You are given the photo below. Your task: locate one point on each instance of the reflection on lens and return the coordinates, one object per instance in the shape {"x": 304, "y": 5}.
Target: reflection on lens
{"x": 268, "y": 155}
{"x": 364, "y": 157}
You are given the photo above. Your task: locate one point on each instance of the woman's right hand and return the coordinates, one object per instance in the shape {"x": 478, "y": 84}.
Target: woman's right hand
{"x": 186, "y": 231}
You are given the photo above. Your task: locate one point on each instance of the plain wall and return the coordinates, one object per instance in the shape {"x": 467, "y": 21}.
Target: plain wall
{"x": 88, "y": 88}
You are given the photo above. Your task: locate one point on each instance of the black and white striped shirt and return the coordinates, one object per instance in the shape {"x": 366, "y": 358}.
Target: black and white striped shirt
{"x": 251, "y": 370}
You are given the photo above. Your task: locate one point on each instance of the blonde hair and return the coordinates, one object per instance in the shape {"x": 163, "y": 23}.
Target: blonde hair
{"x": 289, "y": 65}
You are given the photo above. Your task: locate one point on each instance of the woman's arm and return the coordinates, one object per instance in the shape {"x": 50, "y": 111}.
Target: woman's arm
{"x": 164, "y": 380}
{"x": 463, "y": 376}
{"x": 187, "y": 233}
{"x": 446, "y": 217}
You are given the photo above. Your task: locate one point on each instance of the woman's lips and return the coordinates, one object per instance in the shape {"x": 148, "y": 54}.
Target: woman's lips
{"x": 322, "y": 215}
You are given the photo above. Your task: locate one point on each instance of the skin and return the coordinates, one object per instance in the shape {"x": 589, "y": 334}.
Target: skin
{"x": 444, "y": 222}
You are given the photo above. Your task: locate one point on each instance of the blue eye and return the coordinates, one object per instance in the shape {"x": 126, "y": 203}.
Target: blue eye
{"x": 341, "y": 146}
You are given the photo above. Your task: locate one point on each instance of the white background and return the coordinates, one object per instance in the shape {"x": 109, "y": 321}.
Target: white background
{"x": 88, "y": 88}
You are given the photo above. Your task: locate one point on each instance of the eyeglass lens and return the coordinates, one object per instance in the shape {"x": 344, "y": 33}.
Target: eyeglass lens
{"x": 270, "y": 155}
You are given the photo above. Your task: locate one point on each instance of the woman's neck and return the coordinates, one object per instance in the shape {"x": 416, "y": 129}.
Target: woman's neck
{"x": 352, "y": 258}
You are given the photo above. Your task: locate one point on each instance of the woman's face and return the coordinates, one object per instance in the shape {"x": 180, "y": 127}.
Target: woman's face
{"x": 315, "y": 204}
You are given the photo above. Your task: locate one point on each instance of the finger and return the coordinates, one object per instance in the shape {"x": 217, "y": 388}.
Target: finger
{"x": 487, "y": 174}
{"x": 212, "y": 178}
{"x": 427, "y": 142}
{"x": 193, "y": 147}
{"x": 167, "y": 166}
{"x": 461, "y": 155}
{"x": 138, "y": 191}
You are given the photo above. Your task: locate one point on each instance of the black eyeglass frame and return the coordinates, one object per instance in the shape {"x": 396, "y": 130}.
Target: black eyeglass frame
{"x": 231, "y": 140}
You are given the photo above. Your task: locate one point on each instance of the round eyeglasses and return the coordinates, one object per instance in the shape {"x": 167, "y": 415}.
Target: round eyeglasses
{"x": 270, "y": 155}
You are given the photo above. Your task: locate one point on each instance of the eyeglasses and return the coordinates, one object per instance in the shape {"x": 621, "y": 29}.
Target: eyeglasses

= = = = =

* _Given request_: Please print all of the rows above again, word for word.

* _Final result_:
You are given the photo below. Your task: locate one point on each instance of the reflection on lens and return the coordinates, one object per instance in the shape {"x": 304, "y": 5}.
Target: reflection on lens
{"x": 268, "y": 155}
{"x": 364, "y": 157}
You are given the photo above. Your task: locate one point on each instance of the woman's right hand and return the coordinates, one object per instance in the shape {"x": 478, "y": 84}.
Target: woman's right hand
{"x": 186, "y": 231}
You are given the photo above. Your task: locate one point on each instance of the plain wall and return the coordinates, one object per instance in the shape {"x": 467, "y": 21}.
Target: plain wall
{"x": 88, "y": 88}
You are given the photo above. Your task: locate one point on each instance of the black and white striped shirt and return the coordinates, one object per instance in the shape {"x": 366, "y": 358}.
Target: black and white striped shirt
{"x": 251, "y": 370}
You are given the photo above. Your task: locate one point on each instance of the blonde hair and return the coordinates, one object per instance in the shape {"x": 163, "y": 23}.
Target: blonde hair
{"x": 289, "y": 65}
You are given the photo above. Your task: locate one point on each instance of the woman's arm and return the coordinates, one object per instance in the shape {"x": 50, "y": 111}.
Target: woman's arm
{"x": 164, "y": 380}
{"x": 463, "y": 376}
{"x": 187, "y": 233}
{"x": 446, "y": 217}
You are given the photo above. Your task: locate one point on each instance of the woman's lips and return the coordinates, one object per instance in the shape {"x": 148, "y": 54}.
Target: woman's lips
{"x": 322, "y": 215}
You are given the photo above. Your task: locate one point on each instance of the skin and return the coordinates, one object per instance in the shape {"x": 589, "y": 334}.
Target: skin
{"x": 444, "y": 222}
You are given the photo above. Your task: locate one point on each instance of the blue eye and return the coordinates, one object per instance in the shape {"x": 126, "y": 203}.
Target: blue eye
{"x": 341, "y": 146}
You are given the photo above. Your task: locate one point on each instance of the white background and return the coordinates, one object per instance in the shape {"x": 109, "y": 321}.
Target: white background
{"x": 88, "y": 88}
You are given the photo above. Your task: locate one point on each instance of the eyeglass lens and return the coordinates, one object per instance in the shape {"x": 344, "y": 33}.
Target: eyeglass lens
{"x": 270, "y": 155}
You are given the photo above. Your task: locate one point on each instance of the woman's neck and return the coordinates, one object per instance in the shape {"x": 416, "y": 129}.
Target: woman's neck
{"x": 352, "y": 258}
You are given the photo above. Your task: locate one point on each instance of the woman's face and return the coordinates, one object per instance in the shape {"x": 180, "y": 127}.
Target: woman's face
{"x": 315, "y": 204}
You are given the photo above. Your task: locate one point on each instance of the finger and return the coordinates, one object per instance in the shape {"x": 217, "y": 388}.
Target: finger
{"x": 487, "y": 174}
{"x": 212, "y": 178}
{"x": 427, "y": 142}
{"x": 193, "y": 147}
{"x": 167, "y": 166}
{"x": 461, "y": 155}
{"x": 138, "y": 191}
You are given the photo above. Your task: locate one point on each instance of the black eyeglass frame and return the coordinates, one object per instance in the shape {"x": 396, "y": 130}.
Target: black eyeglass frame
{"x": 231, "y": 140}
You are given the photo above. Your task: locate one point on each instance of the round eyeglasses and return the coordinates, one object per instance in the shape {"x": 167, "y": 415}.
Target: round eyeglasses
{"x": 270, "y": 155}
You are given the photo above. Your task: locate one point on each instance of the eyeglasses and return the coordinates, one object per instance in the shape {"x": 621, "y": 29}.
Target: eyeglasses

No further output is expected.